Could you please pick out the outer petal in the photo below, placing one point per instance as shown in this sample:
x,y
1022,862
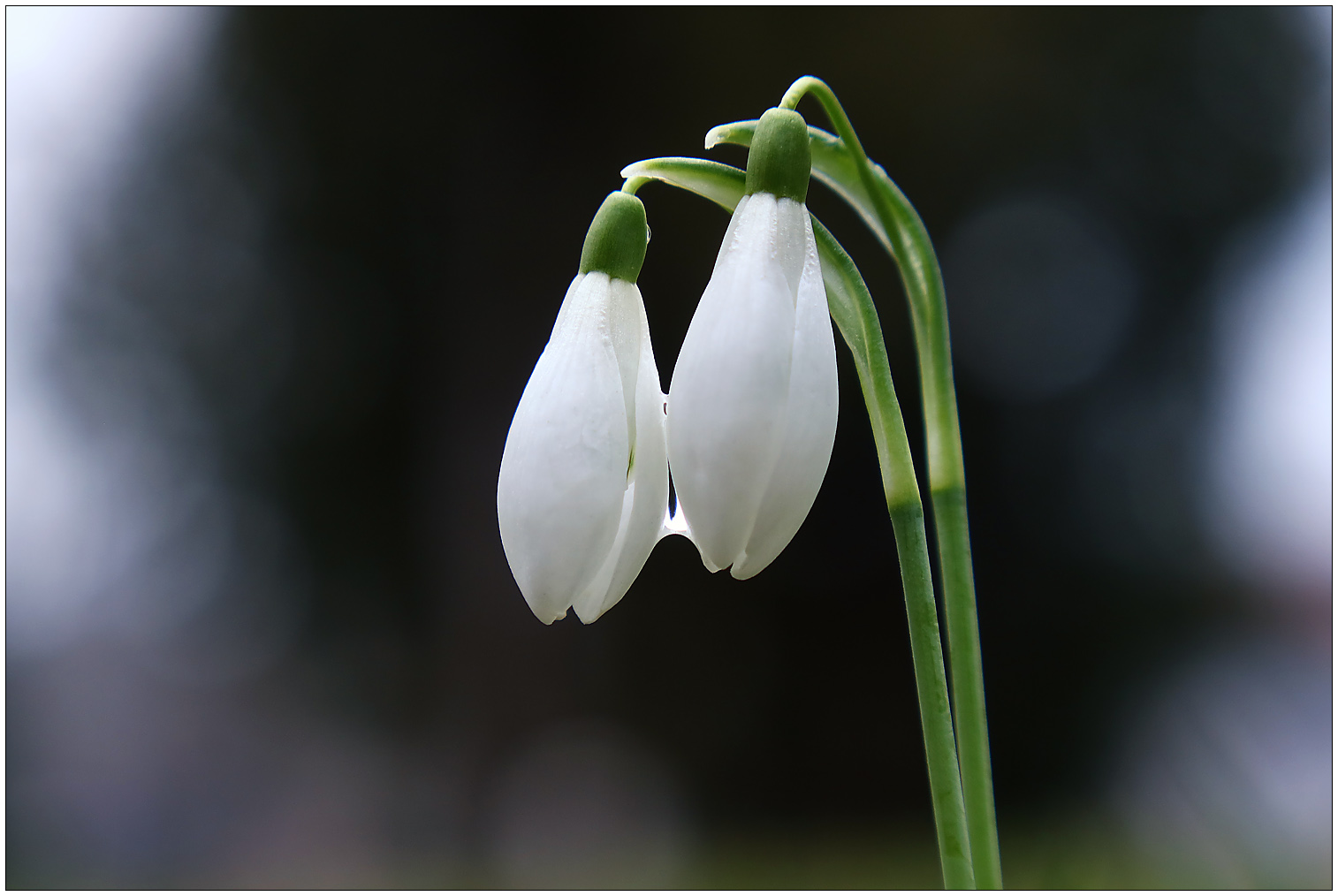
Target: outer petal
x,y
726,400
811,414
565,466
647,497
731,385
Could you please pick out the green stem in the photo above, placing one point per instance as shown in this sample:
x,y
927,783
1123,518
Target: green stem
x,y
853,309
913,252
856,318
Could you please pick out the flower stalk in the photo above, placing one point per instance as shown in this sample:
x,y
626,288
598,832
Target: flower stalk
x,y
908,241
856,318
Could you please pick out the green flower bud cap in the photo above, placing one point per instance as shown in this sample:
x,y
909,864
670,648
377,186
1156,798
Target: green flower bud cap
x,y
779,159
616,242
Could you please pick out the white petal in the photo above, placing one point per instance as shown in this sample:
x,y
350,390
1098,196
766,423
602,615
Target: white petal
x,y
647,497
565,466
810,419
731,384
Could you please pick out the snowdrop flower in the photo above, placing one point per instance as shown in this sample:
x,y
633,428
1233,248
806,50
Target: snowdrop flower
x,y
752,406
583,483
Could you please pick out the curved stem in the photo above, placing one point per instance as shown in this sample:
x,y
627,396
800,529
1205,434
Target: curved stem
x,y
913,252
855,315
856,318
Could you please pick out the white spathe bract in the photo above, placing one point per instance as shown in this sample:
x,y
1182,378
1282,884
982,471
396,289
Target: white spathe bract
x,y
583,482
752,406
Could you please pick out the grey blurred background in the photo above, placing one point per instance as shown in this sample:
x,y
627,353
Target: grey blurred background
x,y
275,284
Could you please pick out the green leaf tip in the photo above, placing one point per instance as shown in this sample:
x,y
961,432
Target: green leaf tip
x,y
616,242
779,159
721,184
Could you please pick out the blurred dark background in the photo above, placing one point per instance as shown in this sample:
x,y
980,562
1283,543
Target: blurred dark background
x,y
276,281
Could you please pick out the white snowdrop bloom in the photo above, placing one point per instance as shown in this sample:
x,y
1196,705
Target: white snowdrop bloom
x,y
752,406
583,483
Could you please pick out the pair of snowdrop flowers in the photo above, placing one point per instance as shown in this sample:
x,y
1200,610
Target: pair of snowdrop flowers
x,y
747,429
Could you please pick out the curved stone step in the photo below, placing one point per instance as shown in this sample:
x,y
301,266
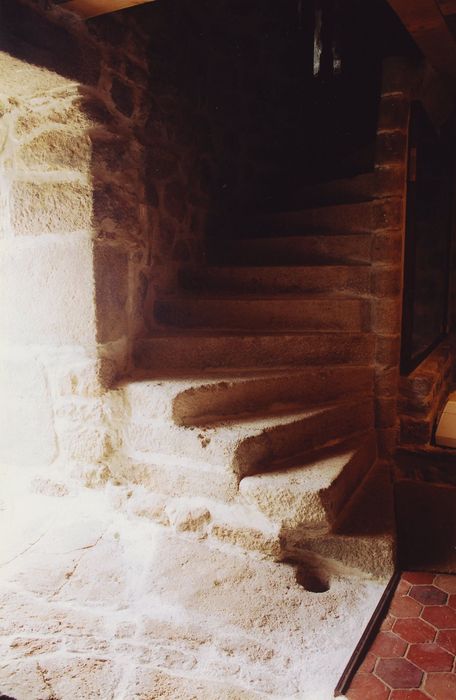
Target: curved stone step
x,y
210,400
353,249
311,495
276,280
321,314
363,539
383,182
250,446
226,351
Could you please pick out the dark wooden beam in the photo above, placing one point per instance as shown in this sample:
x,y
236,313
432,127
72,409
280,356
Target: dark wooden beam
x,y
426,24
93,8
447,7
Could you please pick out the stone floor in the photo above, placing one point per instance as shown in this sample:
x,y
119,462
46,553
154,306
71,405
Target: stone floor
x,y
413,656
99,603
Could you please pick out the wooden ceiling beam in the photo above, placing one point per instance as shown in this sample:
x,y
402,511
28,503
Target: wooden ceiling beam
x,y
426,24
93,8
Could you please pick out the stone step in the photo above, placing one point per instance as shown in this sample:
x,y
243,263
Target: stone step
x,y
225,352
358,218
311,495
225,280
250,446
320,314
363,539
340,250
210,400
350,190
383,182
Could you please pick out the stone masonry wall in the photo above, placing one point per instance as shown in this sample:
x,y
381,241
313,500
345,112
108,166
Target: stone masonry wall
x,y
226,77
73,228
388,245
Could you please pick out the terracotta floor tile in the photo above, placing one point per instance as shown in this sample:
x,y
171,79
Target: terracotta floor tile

○ ○ ○ ○ ○ ○ ○

**Goal of the exercise**
Every line from the line containing "Could you please pick out the stone step" to the last line of the material above must be repeated exactly, and no other line.

**Problem solution**
Could you please pick out the stone step in the photo above, placing one point per instance as shown in this sample:
x,y
243,263
Target: stone step
x,y
225,352
358,218
311,495
225,280
250,446
320,314
363,539
340,250
210,400
350,190
383,182
Could you please pick out the stone masonry wall in the photo above, placing one point per instance as shown in this sample:
x,y
381,241
313,500
345,112
108,166
Target: stone masonry wall
x,y
226,77
73,228
388,245
Could you please pick out the terracotta floor tile in the photo above, placing one point per instance as shown in this sample:
x,y
171,79
Target: terracotta floor tile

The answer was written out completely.